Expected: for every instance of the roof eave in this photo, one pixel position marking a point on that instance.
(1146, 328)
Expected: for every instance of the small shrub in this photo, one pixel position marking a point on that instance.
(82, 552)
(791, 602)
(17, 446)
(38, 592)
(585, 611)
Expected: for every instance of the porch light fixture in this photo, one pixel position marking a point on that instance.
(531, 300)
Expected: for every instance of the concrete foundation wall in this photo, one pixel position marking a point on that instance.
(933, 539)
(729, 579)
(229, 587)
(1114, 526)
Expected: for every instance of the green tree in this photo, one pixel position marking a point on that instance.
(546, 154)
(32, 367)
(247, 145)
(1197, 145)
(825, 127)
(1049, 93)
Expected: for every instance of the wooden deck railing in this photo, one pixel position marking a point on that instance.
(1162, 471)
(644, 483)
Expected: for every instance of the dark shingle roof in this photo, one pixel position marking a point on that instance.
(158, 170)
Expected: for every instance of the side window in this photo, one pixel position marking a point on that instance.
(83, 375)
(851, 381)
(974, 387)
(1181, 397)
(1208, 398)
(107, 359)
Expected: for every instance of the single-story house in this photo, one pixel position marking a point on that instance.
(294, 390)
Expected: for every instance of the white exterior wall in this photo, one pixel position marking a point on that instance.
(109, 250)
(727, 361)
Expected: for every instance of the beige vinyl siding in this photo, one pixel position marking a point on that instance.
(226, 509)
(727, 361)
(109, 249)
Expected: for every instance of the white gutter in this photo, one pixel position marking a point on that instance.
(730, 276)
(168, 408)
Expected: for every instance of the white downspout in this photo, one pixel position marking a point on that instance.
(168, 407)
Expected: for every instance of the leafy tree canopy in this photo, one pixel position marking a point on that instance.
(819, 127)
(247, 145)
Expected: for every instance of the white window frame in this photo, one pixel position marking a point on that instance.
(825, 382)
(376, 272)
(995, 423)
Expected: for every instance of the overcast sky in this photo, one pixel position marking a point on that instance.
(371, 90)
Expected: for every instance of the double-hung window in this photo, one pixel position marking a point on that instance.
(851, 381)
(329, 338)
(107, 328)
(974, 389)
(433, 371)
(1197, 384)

# # # # #

## [What the task asks]
With the line containing "Expected: for every instance of the white exterior" as the first and the last line above as the final one, copy those lines exactly and no others.

## [Solution to this exercise]
Expected: for every instance of the white exterior wall in this photo, one pixel position marking a point on that instance.
(109, 250)
(727, 361)
Expected: for every instance of the beige vinyl siding in this photo, one pixel position marking a point on that instance.
(226, 509)
(727, 361)
(109, 249)
Expected: for every instance of the white gutter in this photo, one pixel position marking a point on that instance.
(730, 276)
(168, 408)
Expected: for every instance of the white downspout in this photo, one pixel position marking a point on that instance.
(168, 407)
Expected: for every instance of the leafy tree canopy in this photo, one pixel position marking a point on that instance.
(819, 127)
(247, 145)
Expected: for every instance of the white window frame in this photo, one pixel position marking a point on that instance.
(825, 382)
(376, 272)
(995, 423)
Expected: for every instance of the overcast sky in this photo, one pixel position marking a point on that instance.
(371, 90)
Expected: for every instance of the double-hung window in this photo, one pixel position marking a point on that instance.
(851, 381)
(329, 338)
(107, 328)
(974, 389)
(433, 371)
(1197, 384)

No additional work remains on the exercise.